Point annotation dataset records:
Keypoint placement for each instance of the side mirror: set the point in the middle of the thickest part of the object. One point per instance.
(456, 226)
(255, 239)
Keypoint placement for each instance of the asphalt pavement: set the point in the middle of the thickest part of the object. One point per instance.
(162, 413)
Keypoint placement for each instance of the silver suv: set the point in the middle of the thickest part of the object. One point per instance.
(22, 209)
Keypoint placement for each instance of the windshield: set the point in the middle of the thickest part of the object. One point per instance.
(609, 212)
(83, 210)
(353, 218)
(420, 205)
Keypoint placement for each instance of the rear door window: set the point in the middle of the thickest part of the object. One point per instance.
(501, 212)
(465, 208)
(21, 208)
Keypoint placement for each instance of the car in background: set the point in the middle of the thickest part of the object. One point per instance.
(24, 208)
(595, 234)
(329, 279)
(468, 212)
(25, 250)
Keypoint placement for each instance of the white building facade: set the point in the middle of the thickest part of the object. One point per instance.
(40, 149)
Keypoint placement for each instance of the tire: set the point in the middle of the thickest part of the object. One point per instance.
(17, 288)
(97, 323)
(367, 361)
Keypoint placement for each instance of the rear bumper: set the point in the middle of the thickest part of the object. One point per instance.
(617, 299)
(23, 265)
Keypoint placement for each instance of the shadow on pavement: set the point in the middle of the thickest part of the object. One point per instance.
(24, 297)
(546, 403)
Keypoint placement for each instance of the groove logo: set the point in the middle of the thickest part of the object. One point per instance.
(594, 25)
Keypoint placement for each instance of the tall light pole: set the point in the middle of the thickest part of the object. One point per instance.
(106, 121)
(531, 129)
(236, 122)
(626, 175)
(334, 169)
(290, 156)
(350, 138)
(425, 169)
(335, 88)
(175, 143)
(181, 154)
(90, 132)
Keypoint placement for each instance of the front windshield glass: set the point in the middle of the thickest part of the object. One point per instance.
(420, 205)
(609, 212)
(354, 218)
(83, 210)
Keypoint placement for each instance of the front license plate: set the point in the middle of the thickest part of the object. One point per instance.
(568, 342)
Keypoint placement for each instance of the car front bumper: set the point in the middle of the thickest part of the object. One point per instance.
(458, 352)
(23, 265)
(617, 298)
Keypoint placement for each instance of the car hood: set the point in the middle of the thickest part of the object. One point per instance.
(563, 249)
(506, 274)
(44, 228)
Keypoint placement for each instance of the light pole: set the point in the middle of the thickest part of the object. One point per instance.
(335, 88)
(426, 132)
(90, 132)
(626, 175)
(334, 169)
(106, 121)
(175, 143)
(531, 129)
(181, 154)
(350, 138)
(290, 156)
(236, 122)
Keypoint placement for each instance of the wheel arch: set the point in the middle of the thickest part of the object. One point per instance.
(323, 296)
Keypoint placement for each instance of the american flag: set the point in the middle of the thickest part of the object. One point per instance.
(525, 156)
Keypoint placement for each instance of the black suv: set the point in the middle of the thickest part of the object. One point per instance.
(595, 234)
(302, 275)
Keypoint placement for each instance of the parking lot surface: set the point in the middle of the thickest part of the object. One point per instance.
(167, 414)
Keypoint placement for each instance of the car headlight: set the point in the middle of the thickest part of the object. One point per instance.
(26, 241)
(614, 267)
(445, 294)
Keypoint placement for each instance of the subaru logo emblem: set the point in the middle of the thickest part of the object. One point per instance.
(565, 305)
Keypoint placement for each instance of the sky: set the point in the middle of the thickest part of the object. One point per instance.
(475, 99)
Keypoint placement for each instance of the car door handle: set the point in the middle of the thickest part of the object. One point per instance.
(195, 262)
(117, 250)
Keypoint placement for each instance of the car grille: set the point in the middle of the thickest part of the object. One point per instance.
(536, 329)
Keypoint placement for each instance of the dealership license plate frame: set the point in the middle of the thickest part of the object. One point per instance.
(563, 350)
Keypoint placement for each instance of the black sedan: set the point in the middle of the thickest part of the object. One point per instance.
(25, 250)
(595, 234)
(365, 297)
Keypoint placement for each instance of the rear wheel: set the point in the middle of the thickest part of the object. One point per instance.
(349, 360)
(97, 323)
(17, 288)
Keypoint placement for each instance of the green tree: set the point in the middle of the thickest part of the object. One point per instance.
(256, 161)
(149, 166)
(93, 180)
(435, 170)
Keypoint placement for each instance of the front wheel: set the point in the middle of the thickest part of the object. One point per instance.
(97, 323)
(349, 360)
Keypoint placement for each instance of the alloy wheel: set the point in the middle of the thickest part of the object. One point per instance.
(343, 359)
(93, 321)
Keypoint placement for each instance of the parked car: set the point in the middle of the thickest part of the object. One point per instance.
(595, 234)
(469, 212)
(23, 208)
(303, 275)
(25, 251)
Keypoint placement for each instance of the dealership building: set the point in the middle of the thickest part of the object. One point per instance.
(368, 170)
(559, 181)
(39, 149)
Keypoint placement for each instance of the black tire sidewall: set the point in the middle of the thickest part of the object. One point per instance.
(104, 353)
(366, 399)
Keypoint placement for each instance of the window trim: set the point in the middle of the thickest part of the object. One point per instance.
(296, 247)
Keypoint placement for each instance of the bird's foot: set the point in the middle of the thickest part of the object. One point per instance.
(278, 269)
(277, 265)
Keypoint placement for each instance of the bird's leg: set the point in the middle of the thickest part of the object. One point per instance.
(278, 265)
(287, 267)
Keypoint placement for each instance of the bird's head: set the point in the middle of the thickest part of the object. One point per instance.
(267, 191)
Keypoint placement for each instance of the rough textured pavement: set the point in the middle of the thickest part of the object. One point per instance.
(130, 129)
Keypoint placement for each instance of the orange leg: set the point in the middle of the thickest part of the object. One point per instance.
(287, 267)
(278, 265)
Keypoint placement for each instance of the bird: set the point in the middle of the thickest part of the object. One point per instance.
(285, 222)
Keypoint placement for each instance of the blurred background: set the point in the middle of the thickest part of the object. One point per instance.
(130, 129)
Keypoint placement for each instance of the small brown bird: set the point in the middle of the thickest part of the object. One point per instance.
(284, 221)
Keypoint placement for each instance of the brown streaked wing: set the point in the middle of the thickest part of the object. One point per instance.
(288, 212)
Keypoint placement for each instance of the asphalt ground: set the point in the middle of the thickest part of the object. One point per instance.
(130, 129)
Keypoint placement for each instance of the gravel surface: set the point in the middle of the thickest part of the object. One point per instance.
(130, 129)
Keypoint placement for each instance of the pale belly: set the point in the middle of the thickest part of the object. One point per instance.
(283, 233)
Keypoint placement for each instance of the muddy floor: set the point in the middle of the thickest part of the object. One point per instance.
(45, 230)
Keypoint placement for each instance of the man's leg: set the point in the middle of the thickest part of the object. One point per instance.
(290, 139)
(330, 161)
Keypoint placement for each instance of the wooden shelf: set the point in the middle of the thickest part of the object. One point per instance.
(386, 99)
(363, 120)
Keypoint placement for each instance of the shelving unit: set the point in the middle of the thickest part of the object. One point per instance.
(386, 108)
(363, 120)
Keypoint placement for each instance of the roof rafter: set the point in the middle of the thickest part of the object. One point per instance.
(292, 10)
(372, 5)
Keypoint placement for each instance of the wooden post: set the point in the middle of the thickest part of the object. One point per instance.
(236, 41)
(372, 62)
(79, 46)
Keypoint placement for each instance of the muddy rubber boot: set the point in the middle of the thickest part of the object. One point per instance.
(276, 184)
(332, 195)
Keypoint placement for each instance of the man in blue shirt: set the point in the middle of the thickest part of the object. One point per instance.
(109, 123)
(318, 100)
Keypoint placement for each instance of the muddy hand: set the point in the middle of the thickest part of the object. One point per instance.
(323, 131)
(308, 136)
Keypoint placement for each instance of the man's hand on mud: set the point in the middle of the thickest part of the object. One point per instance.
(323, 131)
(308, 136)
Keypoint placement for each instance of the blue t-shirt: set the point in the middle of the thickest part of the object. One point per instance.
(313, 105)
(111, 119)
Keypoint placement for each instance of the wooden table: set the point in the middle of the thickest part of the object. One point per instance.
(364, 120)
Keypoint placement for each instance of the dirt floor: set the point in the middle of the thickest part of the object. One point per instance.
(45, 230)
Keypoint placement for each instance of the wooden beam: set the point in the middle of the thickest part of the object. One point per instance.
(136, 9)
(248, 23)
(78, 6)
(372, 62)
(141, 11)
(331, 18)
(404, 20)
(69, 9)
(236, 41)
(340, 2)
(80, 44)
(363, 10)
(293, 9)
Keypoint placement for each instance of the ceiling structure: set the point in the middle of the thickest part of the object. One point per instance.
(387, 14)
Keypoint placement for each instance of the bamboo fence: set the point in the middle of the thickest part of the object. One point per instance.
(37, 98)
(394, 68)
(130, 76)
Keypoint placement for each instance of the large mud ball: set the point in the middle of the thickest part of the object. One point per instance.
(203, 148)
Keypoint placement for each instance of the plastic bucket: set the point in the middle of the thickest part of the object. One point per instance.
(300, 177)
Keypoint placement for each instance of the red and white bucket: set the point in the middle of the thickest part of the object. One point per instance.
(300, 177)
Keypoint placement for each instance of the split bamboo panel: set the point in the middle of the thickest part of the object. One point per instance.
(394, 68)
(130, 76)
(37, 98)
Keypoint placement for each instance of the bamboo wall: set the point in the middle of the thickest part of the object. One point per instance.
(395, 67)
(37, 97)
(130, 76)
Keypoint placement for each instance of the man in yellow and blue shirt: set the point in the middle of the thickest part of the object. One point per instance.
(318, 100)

(Problem to work on):
Reproduce only those lines of the entries above that run from the line with "Keypoint placement for each instance of the ceiling" to the final line.

(Solution to this problem):
Keypoint placement for each instance of the ceiling structure: set the point in the middle of the thickest part of the object. One point per instance.
(387, 14)
Keypoint placement for each instance of the bamboo fence: set the point in the middle of the thickest part of the object. One point per instance.
(37, 98)
(394, 68)
(130, 76)
Keypoint placement for each instance of the large mud ball: set the point in the middle of the thickest part of the object. One point per instance.
(203, 148)
Keypoint placement for each instance of the plastic bucket: set the point in the middle of the thickest part of the object. One point per instance.
(300, 177)
Keypoint placement for each instance of the red and white bucket: set the point in the middle of the thickest part of the object. One point per instance.
(300, 177)
Keypoint placement for each instance of the split bamboo panel: set the point in the middle of the thickest part of the object. One point per instance.
(394, 68)
(130, 76)
(37, 98)
Keypoint placement for each instance of the bamboo wall: set the point in the middle of the thickest part of the object. One point per instance.
(395, 67)
(37, 97)
(130, 76)
Keypoint placement for each instance of the man in yellow and blue shirt: set the point in the middle of the thickest part of the object. One point per instance.
(318, 100)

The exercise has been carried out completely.